PROBLEM DESCRIPTION: In the forum reply on remote database cardinality estimation, rewrite the stretch from "From: Lok P" through "this query here?", putting "REMOTE_TABLE" wherever "REMOTE_TAB" appears.

Re: [External] Remote database table cardinality estimation

From: Lok P <loknath.73_at_gmail.com>
Date: Tue, 1 Dec 2020 14:24:40 +0530
Message-ID: <CAKna9VbE5oGXvg5ajinYyU8bykUf+uTUk3cdRXmSkt2_y=2MMg_at_mail.gmail.com>



Thank You very much.

As you mentioned the function based index is not going to help(and also i verified we don't have any function based index rather a simple btree index on column NM_TXT), so basically the current "NESTED LOOP OUTER" path for scanning REMOTE_TAB is not going to help us here. And driving_site hint may not help as we have a lot of big tables that get scanned/fetched are part of the local database here in this query. So what would be the possible way to fix this query here?

DATASET ROWS:
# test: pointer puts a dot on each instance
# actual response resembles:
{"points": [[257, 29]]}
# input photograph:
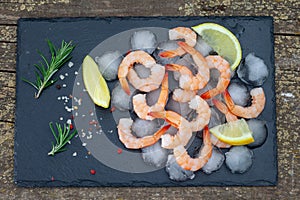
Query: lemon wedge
{"points": [[233, 133], [222, 41], [94, 83]]}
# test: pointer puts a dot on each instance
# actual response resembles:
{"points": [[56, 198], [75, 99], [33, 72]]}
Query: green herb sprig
{"points": [[62, 137], [45, 71]]}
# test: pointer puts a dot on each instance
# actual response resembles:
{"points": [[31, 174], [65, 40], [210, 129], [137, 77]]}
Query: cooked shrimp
{"points": [[193, 164], [132, 142], [185, 33], [183, 96], [203, 113], [140, 104], [257, 106], [224, 79], [187, 80], [229, 117], [223, 108], [184, 133], [128, 62], [150, 83]]}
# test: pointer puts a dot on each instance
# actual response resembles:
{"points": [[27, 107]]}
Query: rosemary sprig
{"points": [[62, 137], [45, 71]]}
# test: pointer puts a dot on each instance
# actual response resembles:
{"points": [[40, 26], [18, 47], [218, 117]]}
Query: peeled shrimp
{"points": [[187, 80], [229, 117], [185, 33], [203, 113], [140, 104], [194, 164], [183, 96], [184, 133], [148, 84], [224, 68], [132, 142], [257, 106], [223, 108]]}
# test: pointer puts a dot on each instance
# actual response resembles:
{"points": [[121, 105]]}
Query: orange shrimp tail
{"points": [[220, 106], [206, 95], [125, 85], [228, 100], [168, 54], [173, 67], [161, 131], [160, 115]]}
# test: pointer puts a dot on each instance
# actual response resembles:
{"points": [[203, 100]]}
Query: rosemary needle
{"points": [[45, 71], [62, 137]]}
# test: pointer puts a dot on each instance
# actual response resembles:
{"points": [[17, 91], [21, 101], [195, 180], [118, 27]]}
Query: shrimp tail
{"points": [[124, 85], [168, 54], [220, 106], [207, 95], [228, 100], [161, 131]]}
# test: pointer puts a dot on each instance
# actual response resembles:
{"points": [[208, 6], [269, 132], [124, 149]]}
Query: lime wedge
{"points": [[234, 133], [94, 83], [222, 41]]}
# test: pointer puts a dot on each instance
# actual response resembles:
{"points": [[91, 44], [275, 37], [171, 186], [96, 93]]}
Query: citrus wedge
{"points": [[94, 83], [222, 41], [233, 133]]}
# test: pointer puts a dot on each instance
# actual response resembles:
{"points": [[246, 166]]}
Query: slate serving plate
{"points": [[33, 167]]}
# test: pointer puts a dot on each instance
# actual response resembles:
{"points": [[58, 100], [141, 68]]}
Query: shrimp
{"points": [[224, 68], [257, 106], [183, 134], [183, 96], [223, 108], [140, 104], [229, 117], [193, 164], [128, 62], [203, 113], [132, 142], [150, 83], [185, 33]]}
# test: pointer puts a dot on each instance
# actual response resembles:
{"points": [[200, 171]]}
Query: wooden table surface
{"points": [[287, 64]]}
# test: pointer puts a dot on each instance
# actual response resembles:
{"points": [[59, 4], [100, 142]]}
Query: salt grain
{"points": [[70, 64]]}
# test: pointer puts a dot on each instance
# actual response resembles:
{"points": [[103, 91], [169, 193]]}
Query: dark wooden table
{"points": [[287, 64]]}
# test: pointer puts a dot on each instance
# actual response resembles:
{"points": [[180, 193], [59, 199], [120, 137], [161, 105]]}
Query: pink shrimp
{"points": [[184, 133], [186, 162], [257, 106], [229, 117], [142, 58], [224, 68], [203, 113], [132, 142], [140, 104], [185, 33]]}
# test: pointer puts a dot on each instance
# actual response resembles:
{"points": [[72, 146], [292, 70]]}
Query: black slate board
{"points": [[33, 138]]}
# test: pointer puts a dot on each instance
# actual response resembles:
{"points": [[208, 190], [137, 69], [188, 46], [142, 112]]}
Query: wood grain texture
{"points": [[287, 59]]}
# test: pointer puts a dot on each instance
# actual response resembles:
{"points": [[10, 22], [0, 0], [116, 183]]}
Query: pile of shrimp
{"points": [[190, 85]]}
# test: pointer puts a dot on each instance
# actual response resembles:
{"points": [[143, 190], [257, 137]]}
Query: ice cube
{"points": [[239, 93], [259, 132], [144, 127], [165, 46], [155, 155], [215, 161], [143, 40], [120, 99], [253, 70], [108, 64], [176, 172], [239, 159]]}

THE REPLY:
From: Lok P <loknath.73_at_gmail.com>
Date: Tue, 1 Dec 2020 14:24:40 +0530
Message-ID: <CAKna9VbE5oGXvg5ajinYyU8bykUf+uTUk3cdRXmSkt2_y=2MMg_at_mail.gmail.com>



Thank You very much.

As you mentioned the function based index is not going to help(and also i verified we don't have any function based index rather a simple btree index on column NM_TXT), so basically the current "NESTED LOOP OUTER" path for scanning REMOTE_TABLE is not going to help us here. And driving_site hint may not help as we have a lot of big tables that get scanned/fetched are part of the local database here in this query. So what would be the possible way to fix this query here?